## What you need to do
- A) Retype the stretch of the FTIR spectroscopy text from "An FTIR interferogram." through "to the detector.".
- B) According to the FTIR spectroscopy text, what type of interferometer does the broadband light shine into?

## Excerpt
Fourier transform infrared spectroscopy

Fourier transform infrared spectroscopy (FTIR)[1] is a technique which is used to obtain an infrared spectrum of absorption, emission, photoconductivity or Raman scattering of a solid, liquid or gas. An FTIR spectrometer simultaneously collects high spectral resolution data over a wide spectral range. This confers a significant advantage over a dispersive spectrometer which measures intensity over a narrow range of wavelengths at a time.

The term Fourier transform infrared spectroscopy originates from the fact that a Fourier transform (a mathematical process) is required to convert the raw data into the actual spectrum. For other uses of this kind of technique, see Fourier transform spectroscopy.

Conceptual introduction

An FTIR interferogram. The central peak is at the ZPD position ("Zero Path Difference" or zero retardation) where the maximum amount of light passes through the interferometer to the detector.

The goal of any absorption spectroscopy (FTIR, ultraviolet-visible ("UV-Vis") spectroscopy, etc.) is to measure how well a sample absorbs light at each wavelength. The most straightforward way to do this, the "dispersive spectroscopy" technique, is to shine a monochromatic light beam at a sample, measure how much of the light is absorbed, and repeat for each different wavelength. (This is how UV-Vis spectrometers work, for example.)

Fourier transform spectroscopy is a less intuitive way to obtain the same information. Rather than shining a monochromatic beam of light at the sample, this technique shines a beam containing many frequencies of light at once, and measures how much of that beam is absorbed by the sample. Next, the beam is modified to contain a different combination of frequencies, giving a second data point. This process is repeated many times. Afterwards, a computer takes all these data and works backwards to infer what the absorption is at each wavelength.

The beam described above is generated by starting with a broadband light source—one containing the full spectrum of wavelengths to be measured. The light shines into a Michelson interferometer—a certain configuration of mirrors, one of which is moved by a motor. As this mirror moves, each wavelength of light in the beam is periodically blocked, transmitted, blocked, transmitted, by the interferometer, due to wave interference. Different wavelengths are modulated at different rates, so that at each moment, the beam coming out of the interferometer has a different spectrum.

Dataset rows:
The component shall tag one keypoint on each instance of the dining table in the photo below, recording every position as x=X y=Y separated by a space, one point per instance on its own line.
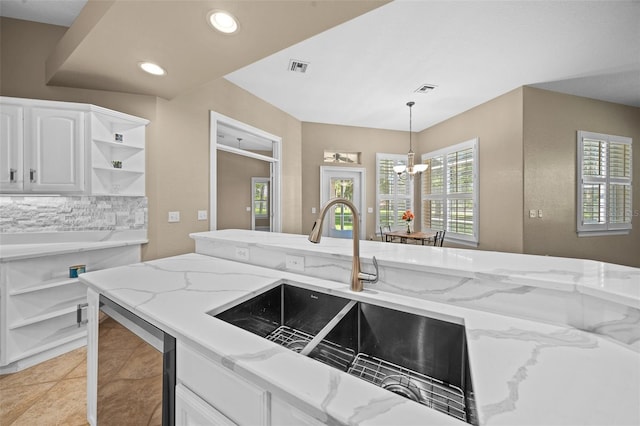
x=405 y=237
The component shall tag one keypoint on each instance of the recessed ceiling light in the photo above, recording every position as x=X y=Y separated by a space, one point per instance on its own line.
x=223 y=21
x=152 y=68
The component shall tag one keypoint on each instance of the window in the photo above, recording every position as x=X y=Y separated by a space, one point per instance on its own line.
x=393 y=192
x=261 y=199
x=604 y=184
x=450 y=192
x=341 y=157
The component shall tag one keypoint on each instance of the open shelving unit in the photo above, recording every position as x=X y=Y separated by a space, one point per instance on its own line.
x=117 y=137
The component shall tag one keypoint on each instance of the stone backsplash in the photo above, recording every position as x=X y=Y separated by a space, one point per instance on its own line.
x=20 y=214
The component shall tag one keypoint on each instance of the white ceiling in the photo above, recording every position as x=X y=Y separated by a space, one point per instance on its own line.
x=363 y=72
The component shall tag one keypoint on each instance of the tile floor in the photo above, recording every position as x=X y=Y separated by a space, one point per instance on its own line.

## Written answers
- A)
An FTIR interferogram. The central peak is at the ZPD position ("Zero Path Difference" or zero retardation) where the maximum amount of light passes through the interferometer to the detector.

- B) A Michelson interferometer.